> _DOCUMENT SEGMENT_:

In His great wisdom, God reminds us, "Live in harmony with each other. … And don’t think you know it all! Never pay back evil with more evil. Do things in such a way that everyone can see you are honorable. Do all that you can to live in peace with everyone. Dear friends, never take revenge. Leave that to the righteous anger of God. For the Scriptures say, “I will take revenge; I will pay them back,” says the Lord. Instead, “If your enemies are hungry, feed them. If they are thirsty, give them something to drink. In doing this, you will heap burning coals of shame on their heads.” (Romans 12:16-20, NLT)
It takes real maturity to suffer loss and stay loving. It requires crucifixion of ego to go through some misunderstanding and extend forgiveness that is complete and without reserve clauses. When I see someone who chooses to love the Body of Christ more than himself stick with his church, keep a good heart, and let his offense go; I rejoice for I know that he has chosen wisely and that God will turn his sorrow and/or loss into joy down life’s road. Instead of sowing bitterness into the hearts of his kids, his actions teaches those kids an invaluable lesson by example. Instead of swallowing the poison of wrath by holding a grudge, he chooses to drink deeply of Living Water that heals his soul. Instead of wrapping himself in burlap of self-pity, he puts on the garments of praise that lifts him from despair.

> _CHALLENGES_:
A. In the passage on forgiveness, what does it say to do if your enemies are hungry?
B. Retype the stretch of the passage on forgiveness from "It takes real" through "him from despair.".

Excerpts from a detection dataset:
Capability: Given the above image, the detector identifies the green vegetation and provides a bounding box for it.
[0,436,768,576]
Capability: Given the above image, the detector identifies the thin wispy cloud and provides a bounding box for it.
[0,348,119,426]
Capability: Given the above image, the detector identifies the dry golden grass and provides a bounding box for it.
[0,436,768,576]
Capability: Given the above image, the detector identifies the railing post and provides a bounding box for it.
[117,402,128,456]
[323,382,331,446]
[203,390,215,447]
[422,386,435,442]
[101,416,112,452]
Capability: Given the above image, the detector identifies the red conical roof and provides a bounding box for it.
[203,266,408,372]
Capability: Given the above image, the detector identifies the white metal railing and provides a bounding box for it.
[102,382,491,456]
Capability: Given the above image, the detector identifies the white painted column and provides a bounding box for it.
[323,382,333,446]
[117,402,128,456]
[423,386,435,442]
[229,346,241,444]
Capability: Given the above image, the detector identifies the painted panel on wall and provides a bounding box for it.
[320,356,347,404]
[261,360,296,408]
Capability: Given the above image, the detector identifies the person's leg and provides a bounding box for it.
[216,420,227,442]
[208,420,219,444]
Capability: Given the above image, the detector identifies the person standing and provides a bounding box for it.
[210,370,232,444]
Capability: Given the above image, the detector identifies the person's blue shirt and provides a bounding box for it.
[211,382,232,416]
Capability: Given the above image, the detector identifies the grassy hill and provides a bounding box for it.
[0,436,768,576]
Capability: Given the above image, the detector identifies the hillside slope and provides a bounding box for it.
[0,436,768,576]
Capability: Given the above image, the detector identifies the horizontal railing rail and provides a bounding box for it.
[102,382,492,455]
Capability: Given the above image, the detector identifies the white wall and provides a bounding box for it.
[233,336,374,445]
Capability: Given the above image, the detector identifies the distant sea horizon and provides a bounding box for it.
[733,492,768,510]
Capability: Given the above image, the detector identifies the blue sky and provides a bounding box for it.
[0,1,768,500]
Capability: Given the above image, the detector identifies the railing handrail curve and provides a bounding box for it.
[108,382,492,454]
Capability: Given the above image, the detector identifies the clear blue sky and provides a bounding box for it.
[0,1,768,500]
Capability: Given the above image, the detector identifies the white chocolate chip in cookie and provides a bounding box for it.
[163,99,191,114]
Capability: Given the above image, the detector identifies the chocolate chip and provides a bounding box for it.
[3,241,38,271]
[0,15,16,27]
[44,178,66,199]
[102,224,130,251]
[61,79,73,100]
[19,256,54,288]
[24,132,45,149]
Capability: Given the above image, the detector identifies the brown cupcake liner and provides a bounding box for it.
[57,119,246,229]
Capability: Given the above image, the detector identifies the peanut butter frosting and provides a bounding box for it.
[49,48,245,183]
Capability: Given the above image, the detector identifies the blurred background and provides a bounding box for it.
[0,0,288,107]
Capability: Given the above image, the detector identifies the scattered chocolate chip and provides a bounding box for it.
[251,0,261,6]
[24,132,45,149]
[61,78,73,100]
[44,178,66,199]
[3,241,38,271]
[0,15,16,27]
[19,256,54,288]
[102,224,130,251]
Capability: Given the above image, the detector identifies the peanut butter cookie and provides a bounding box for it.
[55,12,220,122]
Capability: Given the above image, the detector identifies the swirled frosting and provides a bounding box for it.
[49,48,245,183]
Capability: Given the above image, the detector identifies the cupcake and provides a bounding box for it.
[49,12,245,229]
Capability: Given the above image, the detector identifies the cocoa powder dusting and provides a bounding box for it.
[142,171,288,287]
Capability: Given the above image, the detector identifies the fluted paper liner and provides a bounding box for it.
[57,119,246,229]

> _ANSWERS GIVEN_:
A. Feed them.

B.
It takes real maturity to suffer loss and stay loving. It requires crucifixion of ego to go through some misunderstanding and extend forgiveness that is complete and without reserve clauses. When I see someone who chooses to love the Body of Christ more than himself stick with his church, keep a good heart, and let his offense go; I rejoice for I know that he has chosen wisely and that God will turn his sorrow and/or loss into joy down life’s road. Instead of sowing bitterness into the hearts of his kids, his actions teaches those kids an invaluable lesson by example. Instead of swallowing the poison of wrath by holding a grudge, he chooses to drink deeply of Living Water that heals his soul. Instead of wrapping himself in burlap of self-pity, he puts on the garments of praise that lifts him from despair.